Task goal:
Find where "Point out the boy's chin" occurs in the data below, and retype that line and every later line exactly.

Stored data entries:
◆ ◆ ◆ ◆ ◆ ◆ ◆

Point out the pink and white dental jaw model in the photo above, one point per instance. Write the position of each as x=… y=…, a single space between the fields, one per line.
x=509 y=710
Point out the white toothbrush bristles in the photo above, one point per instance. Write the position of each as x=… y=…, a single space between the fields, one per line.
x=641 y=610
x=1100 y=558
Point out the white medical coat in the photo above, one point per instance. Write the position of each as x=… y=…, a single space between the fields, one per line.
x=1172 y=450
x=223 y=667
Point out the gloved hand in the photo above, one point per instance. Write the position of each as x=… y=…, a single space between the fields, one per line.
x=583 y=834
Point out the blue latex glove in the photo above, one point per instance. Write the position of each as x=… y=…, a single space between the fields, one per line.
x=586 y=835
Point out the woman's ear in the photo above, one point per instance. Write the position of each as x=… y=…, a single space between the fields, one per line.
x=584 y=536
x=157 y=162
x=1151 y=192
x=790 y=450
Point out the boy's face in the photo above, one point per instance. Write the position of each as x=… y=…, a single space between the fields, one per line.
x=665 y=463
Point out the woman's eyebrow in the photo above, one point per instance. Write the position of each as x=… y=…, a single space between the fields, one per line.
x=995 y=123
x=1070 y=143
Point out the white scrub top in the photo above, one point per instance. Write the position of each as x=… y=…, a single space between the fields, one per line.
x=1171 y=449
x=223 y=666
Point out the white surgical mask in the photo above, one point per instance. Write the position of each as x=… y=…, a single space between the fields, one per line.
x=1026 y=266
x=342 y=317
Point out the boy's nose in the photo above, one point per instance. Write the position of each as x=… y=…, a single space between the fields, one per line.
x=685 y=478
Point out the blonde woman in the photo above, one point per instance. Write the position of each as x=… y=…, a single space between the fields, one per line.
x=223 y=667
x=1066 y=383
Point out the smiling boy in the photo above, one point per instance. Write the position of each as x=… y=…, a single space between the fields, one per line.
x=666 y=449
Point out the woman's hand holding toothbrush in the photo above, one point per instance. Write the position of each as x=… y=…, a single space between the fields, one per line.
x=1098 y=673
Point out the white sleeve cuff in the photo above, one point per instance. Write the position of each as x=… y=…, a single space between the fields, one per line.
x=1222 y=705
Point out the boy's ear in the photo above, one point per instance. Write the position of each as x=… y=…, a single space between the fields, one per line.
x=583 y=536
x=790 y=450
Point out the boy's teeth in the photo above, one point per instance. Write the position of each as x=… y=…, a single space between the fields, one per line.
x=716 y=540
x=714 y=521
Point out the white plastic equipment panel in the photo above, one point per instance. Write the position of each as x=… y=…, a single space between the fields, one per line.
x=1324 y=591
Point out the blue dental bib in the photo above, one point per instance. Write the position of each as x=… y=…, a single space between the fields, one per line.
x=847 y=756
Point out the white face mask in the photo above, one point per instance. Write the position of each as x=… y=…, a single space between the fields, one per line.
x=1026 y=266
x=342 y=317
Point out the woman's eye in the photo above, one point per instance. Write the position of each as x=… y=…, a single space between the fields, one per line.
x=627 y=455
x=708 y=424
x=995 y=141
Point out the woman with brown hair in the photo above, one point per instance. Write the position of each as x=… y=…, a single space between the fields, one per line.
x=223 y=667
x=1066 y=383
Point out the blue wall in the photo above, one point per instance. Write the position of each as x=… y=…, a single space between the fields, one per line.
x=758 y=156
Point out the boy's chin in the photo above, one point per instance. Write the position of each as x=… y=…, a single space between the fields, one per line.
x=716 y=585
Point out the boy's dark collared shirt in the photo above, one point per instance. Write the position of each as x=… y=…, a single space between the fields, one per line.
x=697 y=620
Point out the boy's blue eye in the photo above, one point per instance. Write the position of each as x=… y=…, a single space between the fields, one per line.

◆ ◆ ◆ ◆ ◆ ◆ ◆

Answer:
Point out the boy's chin in the photo above, one point per instance. Write the position of each as x=… y=…, a single space between the fields, one per line.
x=716 y=585
Point out the boy's dark collared shirt in the photo above, one point per instance. Write the position of each as x=… y=…, a single space between the fields, one per line.
x=697 y=620
Point out the boy's blue eye in the photo above, one point per instance. Write the position of each as x=… y=…, a single space between the fields, one per line.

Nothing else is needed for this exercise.